Zu bearbeitende Aufgaben
A. Beantworten Sie anhand des Textausschnitts über Verschlusssachen der Bundesregierung folgende Fragen:
(i) Welche Zeitung hat die Anfrage bei allen Bundesministerien gestellt?
(ii) Welche Geheimhaltungsstufe wird laut Text in keinem Ressort statistisch erfasst?
(iii) Wie viele Dokumente hat das Verteidigungsministerium bis einschließlich 29. April insgesamt als "VS-Vertr." oder "Geh." eingestuft?
B. Schreiben Sie den Text über Verschlusssachen der Bundesregierung im Anschluss an seinen letzten Satz weiter.

Berlin. Die Bundesregierung kann nicht sagen, wie viele Dokumente sie in den vergangenen Jahren zu Verschlusssachen erklärt hat. Das ergab eine Anfrage der "Welt am Sonntag" bei allen Bundesministerien. Demnach werden Verschlusssachen der niedrigsten Geheimhaltungsstufe "Nur für den Dienstgebrauch" (VS-NfD) in keinem Ressort statistisch erfasst.


Nur sechs Ministerien konnten für den Zeitraum seit 2020 Zahlen zu den nächsthöheren Stufen "Vertraulich" (VS-Vertr.) und "Geheim" (Geh.) nennen: Das Verteidigungsministerium (BMVg) hat bis einschließlich 29. April dieses Jahres insgesamt 11.628 Dokumente als "VS-Vertr." oder "Geh." eingestuft, davon überdurchschnittlich viele in 2022 (3.580).

Einträge der Sammlung:
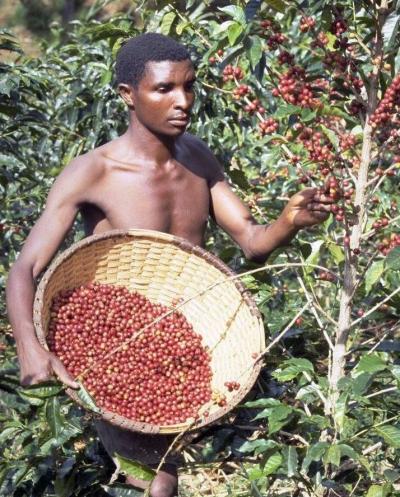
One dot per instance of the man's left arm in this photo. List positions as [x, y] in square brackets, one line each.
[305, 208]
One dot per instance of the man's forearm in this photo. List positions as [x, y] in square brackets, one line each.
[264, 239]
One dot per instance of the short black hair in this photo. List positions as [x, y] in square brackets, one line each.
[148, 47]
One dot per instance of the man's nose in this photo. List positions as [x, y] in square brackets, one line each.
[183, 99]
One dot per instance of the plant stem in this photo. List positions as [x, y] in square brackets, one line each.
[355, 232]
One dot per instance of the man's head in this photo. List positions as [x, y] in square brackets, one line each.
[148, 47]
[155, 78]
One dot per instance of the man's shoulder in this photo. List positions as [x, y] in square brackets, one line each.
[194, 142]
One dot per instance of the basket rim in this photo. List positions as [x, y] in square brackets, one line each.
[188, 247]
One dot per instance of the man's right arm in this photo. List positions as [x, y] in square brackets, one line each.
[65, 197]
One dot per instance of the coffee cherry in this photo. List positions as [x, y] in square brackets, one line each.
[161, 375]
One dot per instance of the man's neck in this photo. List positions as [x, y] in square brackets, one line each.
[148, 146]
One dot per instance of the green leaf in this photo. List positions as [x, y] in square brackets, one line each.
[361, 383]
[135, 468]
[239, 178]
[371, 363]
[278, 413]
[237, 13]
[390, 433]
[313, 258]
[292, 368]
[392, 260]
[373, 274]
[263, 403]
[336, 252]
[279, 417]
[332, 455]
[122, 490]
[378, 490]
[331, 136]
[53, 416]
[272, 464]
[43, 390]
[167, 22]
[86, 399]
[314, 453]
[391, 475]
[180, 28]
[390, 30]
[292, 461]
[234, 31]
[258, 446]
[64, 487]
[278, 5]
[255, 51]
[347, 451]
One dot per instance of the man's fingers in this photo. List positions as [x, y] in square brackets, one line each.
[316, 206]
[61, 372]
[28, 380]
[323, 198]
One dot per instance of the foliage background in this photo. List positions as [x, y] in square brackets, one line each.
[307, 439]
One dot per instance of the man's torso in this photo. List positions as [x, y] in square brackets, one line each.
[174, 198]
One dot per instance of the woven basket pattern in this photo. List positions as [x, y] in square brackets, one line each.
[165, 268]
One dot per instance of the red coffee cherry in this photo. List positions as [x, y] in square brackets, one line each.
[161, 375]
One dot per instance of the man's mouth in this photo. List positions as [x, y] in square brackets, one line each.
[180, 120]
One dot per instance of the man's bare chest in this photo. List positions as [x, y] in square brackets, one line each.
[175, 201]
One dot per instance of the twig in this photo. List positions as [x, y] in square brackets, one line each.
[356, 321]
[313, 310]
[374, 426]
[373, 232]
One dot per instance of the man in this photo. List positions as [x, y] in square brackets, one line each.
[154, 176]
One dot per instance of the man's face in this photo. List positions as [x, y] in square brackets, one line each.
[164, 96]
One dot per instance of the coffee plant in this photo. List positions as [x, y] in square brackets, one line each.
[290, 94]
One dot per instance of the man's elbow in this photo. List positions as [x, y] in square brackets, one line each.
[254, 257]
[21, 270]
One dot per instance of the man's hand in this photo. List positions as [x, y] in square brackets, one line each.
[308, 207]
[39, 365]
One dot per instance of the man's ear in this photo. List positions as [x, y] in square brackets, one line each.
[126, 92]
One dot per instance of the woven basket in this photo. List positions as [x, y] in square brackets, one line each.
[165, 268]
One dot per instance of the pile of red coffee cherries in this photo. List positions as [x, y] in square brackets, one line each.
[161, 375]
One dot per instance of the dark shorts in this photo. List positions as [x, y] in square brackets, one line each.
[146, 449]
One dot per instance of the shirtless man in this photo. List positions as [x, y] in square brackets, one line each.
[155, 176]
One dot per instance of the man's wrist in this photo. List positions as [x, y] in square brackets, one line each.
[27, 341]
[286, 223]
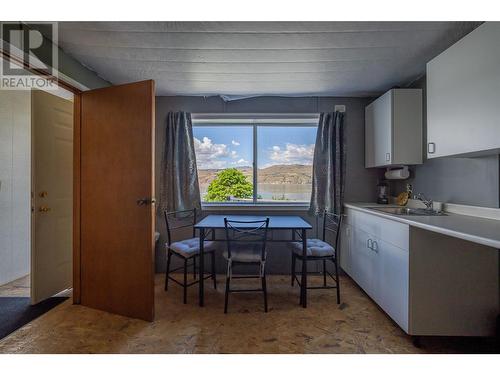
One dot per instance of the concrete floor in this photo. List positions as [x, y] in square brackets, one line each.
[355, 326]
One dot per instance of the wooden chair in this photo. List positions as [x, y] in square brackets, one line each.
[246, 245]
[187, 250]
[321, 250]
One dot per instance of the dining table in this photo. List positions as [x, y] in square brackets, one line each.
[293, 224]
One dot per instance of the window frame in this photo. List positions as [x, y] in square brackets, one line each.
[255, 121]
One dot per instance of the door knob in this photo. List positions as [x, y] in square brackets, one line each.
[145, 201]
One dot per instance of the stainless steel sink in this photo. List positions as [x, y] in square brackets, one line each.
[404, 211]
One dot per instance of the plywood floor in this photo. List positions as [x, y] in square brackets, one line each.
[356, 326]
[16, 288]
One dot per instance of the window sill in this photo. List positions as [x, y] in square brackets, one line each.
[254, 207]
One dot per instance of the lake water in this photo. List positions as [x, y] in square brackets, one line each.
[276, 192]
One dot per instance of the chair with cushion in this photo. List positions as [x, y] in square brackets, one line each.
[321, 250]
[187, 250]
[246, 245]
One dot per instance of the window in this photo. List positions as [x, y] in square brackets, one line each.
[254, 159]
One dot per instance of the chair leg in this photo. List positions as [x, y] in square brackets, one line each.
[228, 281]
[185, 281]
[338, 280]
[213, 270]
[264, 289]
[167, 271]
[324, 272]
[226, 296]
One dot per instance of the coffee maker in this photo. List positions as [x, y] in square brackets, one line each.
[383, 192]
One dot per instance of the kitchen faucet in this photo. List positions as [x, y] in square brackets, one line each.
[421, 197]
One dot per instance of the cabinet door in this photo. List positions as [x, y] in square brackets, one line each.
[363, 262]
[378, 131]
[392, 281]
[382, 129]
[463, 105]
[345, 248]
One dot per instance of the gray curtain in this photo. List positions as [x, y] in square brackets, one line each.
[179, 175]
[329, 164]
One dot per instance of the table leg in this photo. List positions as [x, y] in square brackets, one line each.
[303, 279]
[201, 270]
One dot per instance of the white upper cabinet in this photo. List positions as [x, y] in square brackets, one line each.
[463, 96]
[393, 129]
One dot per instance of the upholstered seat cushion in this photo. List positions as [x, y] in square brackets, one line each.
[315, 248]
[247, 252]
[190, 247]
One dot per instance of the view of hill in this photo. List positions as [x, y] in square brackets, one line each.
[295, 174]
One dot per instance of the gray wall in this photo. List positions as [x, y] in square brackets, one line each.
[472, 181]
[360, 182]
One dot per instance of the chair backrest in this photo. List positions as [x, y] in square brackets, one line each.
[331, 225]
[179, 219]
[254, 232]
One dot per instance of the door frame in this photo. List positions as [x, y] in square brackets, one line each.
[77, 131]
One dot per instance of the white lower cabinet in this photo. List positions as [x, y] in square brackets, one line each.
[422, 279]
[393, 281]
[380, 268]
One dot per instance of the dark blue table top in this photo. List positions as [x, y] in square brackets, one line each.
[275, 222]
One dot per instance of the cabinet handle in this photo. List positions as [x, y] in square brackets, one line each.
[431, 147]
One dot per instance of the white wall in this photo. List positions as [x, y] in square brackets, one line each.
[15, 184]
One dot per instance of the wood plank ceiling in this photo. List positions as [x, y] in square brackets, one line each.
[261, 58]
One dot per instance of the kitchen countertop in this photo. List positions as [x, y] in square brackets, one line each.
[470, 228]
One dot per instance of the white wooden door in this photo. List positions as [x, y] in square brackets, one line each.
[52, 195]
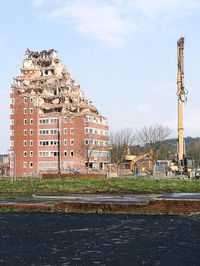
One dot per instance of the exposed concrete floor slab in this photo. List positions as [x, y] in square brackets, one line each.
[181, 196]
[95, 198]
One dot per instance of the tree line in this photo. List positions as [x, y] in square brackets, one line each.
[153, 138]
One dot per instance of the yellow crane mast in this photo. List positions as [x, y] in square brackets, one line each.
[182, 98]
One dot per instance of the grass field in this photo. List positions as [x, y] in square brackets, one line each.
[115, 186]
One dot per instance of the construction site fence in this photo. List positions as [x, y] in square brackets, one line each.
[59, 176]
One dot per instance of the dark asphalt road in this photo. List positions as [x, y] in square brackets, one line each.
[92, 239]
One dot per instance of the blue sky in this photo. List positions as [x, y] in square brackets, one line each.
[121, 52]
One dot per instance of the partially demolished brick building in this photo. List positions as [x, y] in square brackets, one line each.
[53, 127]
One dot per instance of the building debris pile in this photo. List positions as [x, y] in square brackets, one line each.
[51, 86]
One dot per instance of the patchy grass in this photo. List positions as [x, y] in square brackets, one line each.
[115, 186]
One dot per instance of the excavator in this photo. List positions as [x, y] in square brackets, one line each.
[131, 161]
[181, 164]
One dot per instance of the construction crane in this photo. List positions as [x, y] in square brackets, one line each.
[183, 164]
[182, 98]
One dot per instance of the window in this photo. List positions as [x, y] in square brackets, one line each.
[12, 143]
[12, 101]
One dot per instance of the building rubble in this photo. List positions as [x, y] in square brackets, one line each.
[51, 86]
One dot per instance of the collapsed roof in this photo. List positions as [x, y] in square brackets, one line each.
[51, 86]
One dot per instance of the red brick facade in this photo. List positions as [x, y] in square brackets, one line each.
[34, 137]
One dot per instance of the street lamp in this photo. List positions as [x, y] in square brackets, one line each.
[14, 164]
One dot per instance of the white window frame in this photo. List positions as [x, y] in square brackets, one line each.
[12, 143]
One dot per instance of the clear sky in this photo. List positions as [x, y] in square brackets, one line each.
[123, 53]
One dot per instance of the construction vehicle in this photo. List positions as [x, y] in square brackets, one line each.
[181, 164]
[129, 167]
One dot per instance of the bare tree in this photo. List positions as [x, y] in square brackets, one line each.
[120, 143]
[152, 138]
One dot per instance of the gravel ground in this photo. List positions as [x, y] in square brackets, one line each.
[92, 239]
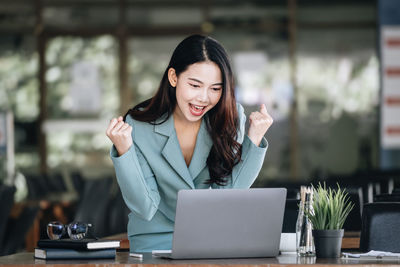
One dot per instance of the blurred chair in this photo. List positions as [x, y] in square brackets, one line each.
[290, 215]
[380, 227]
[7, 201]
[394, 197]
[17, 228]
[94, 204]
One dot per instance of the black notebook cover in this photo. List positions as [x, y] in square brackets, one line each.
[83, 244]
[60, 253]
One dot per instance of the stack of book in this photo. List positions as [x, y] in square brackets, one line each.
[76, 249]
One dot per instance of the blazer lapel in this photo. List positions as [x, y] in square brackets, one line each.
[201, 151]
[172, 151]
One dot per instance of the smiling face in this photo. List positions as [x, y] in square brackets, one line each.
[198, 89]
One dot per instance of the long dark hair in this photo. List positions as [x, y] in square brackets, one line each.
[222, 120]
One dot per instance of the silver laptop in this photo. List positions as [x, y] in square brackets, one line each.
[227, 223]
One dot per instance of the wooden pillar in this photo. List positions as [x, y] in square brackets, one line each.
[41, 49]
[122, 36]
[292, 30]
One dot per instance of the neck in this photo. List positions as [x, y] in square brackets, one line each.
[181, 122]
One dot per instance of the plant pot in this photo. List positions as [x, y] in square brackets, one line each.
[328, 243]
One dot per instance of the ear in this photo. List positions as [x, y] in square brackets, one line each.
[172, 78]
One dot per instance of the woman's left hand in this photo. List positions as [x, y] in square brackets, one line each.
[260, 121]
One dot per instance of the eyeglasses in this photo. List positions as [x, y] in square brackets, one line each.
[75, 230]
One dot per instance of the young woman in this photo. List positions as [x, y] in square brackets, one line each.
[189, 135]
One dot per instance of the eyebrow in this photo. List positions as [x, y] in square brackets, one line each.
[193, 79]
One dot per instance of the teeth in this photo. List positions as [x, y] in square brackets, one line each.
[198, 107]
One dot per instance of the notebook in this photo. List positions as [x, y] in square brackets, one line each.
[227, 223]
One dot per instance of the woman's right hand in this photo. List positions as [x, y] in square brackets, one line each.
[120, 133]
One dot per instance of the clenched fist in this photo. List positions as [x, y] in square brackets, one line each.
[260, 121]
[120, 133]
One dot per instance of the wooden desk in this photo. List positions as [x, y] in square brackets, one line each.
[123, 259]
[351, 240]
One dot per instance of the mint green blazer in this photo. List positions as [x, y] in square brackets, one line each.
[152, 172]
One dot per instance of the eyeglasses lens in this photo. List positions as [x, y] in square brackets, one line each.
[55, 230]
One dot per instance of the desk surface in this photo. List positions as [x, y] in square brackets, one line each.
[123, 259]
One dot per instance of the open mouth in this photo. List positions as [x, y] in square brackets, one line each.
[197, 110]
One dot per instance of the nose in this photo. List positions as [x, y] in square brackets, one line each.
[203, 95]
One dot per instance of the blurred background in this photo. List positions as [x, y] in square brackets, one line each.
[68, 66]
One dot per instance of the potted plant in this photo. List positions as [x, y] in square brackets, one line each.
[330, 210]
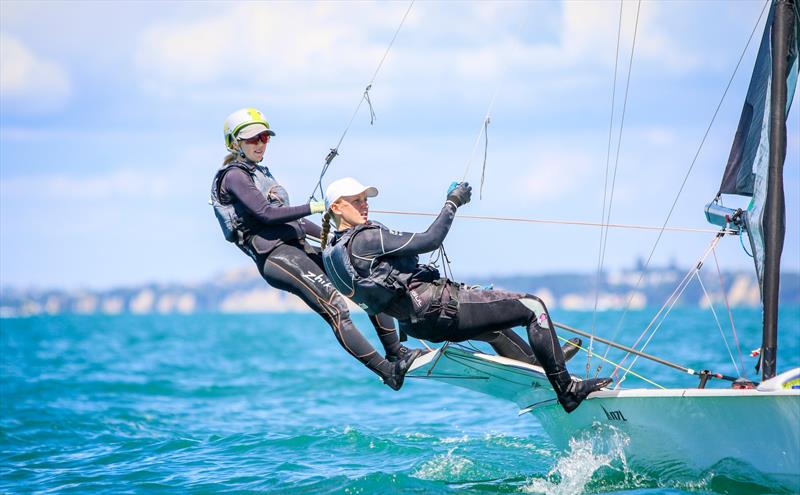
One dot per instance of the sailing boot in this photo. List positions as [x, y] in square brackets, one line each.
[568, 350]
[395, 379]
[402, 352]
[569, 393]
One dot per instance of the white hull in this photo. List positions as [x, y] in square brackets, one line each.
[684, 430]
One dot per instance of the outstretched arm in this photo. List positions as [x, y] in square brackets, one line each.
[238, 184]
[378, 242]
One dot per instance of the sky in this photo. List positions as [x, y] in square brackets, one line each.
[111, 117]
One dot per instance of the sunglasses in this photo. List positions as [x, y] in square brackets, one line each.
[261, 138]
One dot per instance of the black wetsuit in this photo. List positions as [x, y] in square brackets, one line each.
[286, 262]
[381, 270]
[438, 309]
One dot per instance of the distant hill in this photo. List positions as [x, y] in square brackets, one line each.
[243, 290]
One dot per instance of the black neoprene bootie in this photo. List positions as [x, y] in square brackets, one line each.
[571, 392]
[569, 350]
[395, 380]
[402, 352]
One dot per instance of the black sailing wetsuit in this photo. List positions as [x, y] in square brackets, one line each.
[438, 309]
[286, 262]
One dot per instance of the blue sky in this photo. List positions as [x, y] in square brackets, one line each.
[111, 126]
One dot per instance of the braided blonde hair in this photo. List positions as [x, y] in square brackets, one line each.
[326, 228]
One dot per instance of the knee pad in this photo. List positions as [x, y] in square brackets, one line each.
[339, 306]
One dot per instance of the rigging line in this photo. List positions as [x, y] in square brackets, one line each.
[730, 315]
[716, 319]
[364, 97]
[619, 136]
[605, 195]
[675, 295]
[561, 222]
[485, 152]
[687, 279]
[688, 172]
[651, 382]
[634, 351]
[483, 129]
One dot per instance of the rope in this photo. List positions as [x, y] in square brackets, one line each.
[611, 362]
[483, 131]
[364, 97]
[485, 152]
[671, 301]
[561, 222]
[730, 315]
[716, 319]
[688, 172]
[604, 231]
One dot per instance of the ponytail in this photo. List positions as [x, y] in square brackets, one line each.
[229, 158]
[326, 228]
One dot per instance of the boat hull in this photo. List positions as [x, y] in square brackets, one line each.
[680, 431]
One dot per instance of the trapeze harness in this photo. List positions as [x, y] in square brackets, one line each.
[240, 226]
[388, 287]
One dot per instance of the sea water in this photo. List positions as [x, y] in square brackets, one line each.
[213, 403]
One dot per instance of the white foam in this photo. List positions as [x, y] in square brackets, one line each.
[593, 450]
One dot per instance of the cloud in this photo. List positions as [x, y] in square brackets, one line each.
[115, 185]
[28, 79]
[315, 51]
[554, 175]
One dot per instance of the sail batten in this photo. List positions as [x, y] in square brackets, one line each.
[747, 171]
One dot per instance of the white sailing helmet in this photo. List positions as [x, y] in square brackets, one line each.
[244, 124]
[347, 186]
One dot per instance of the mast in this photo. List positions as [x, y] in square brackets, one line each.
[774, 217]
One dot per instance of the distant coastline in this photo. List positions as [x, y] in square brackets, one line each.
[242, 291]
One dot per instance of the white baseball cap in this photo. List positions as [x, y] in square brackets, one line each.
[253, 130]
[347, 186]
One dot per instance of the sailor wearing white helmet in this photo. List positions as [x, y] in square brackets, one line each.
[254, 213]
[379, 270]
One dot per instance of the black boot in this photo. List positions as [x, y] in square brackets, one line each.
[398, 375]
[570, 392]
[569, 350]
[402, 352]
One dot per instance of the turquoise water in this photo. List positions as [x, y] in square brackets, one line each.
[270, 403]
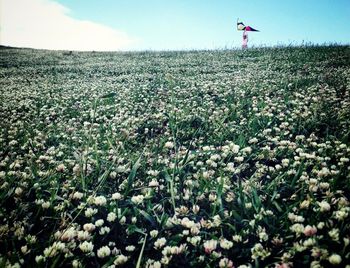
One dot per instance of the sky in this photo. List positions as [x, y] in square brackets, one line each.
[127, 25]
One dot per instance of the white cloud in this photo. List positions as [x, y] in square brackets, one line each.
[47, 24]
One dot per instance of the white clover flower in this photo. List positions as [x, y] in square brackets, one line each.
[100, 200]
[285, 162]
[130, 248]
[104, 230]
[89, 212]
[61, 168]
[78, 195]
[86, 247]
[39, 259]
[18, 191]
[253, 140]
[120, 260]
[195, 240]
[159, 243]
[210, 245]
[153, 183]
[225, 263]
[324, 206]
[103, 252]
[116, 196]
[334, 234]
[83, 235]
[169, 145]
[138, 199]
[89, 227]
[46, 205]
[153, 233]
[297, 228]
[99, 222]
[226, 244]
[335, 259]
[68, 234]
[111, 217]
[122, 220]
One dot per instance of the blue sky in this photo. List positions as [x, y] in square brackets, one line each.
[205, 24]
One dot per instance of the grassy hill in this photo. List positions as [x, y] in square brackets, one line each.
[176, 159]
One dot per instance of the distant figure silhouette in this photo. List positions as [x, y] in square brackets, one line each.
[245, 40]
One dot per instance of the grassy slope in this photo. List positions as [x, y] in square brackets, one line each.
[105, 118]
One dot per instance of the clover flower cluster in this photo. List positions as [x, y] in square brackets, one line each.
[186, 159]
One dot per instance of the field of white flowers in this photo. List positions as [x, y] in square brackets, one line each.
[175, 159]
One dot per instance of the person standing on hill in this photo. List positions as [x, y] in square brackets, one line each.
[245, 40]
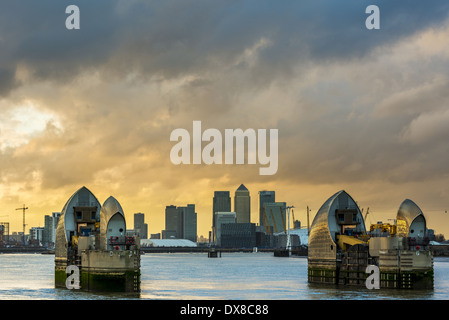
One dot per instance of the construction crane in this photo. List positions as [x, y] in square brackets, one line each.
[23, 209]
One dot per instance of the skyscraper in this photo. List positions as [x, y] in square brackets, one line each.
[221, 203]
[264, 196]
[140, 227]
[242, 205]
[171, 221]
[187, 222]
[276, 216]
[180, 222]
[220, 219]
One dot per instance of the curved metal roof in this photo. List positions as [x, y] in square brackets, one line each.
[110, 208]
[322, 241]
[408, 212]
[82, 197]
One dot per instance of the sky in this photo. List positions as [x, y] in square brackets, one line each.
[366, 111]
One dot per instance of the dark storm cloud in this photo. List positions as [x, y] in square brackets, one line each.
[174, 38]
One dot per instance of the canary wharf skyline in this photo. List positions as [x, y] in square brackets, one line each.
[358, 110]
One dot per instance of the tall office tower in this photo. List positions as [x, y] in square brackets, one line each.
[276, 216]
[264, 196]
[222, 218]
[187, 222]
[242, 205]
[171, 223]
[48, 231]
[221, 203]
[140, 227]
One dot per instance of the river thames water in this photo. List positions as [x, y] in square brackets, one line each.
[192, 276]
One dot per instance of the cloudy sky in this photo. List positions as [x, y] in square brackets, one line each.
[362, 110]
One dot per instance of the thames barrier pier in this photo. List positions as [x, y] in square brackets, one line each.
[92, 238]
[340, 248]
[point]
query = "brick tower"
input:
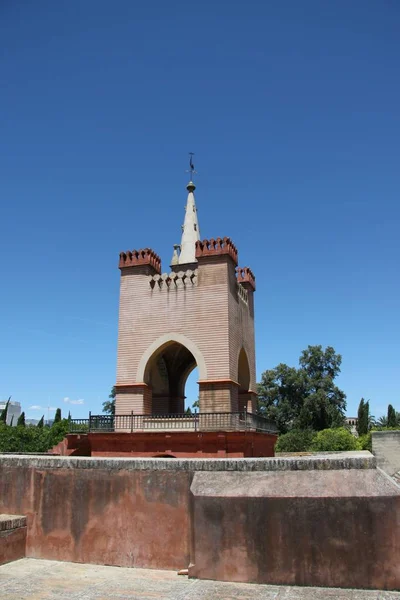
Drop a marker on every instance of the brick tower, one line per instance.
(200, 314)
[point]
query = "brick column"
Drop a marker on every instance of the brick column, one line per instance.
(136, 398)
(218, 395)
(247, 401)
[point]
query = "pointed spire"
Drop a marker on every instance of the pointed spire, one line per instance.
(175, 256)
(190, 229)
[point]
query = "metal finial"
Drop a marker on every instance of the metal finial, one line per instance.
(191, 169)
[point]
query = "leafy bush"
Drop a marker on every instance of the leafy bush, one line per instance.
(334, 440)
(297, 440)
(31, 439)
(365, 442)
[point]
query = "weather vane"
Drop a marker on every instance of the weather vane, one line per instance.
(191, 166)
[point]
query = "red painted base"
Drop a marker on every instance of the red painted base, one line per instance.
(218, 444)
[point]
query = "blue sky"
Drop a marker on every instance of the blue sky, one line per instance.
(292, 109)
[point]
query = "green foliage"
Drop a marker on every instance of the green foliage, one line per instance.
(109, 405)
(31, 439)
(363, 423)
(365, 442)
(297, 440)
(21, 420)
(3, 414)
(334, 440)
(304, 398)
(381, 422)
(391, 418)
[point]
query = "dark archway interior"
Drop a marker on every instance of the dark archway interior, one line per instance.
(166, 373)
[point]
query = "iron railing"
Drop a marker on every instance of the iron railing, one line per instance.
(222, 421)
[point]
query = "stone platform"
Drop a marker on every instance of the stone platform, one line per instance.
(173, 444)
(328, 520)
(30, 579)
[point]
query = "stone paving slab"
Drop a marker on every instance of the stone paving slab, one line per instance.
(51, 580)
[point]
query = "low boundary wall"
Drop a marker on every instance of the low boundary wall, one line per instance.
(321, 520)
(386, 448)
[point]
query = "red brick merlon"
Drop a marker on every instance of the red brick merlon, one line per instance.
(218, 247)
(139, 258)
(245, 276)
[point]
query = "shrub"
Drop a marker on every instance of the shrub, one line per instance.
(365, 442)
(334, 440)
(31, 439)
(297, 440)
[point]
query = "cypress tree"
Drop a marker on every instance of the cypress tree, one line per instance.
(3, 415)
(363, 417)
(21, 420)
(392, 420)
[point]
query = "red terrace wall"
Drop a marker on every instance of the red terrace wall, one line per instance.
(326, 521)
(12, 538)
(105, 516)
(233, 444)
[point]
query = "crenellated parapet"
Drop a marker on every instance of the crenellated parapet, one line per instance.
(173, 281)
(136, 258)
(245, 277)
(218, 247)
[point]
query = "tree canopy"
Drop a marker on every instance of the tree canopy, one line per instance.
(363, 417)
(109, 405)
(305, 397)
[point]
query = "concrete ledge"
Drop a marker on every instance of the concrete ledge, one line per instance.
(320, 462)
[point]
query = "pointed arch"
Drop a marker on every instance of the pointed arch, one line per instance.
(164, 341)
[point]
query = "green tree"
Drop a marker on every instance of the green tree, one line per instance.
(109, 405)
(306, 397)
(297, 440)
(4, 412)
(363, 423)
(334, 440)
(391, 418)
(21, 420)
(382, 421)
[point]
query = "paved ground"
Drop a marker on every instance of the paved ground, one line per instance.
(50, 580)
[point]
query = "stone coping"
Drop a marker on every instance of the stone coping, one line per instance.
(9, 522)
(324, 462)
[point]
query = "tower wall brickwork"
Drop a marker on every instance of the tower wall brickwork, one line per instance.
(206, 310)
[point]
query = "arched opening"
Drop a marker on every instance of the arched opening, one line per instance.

Antworten je Aufgabe
A.
(i) Die "Welt am Sonntag".
(ii) Die niedrigste Stufe "Nur für den Dienstgebrauch" (VS-NfD).
(iii) Insgesamt 11.628 Dokumente.

B.
Das Innenministerium (BMI) meldet 502 Neueinstufungen, das Umweltministerium zwölf. Im Gesundheitsministerium wurden 2021 und 2023 jeweils fünf Dokumente als "VS-Vertr." und 2022 eines als "Geh." eingestuft, im Entwicklungsministerium nur 2024 eines als "VS-Vertr." Das von der Ampel-Koalition neu gegründete Bauministerium hat bislang keine "Vertraulich" oder "Geheim"-Einstufungen vorgenommen.

Hinsichtlich der höchsten Stufe "Streng Geheim" teilte das Verteidigungsministerium mit, diese jährlich in einer "sehr niedrigen zweistelligen Anzahl" zu vergeben.

Dabei war die Ampel-Koalition mit einem Versprechen von mehr Transparenz angetreten, wollte sogar eine "unabhängige Kontrollinstanz für Streitfragen bei VS-Einstufungen" einführen. Passiert ist bislang aber nichts.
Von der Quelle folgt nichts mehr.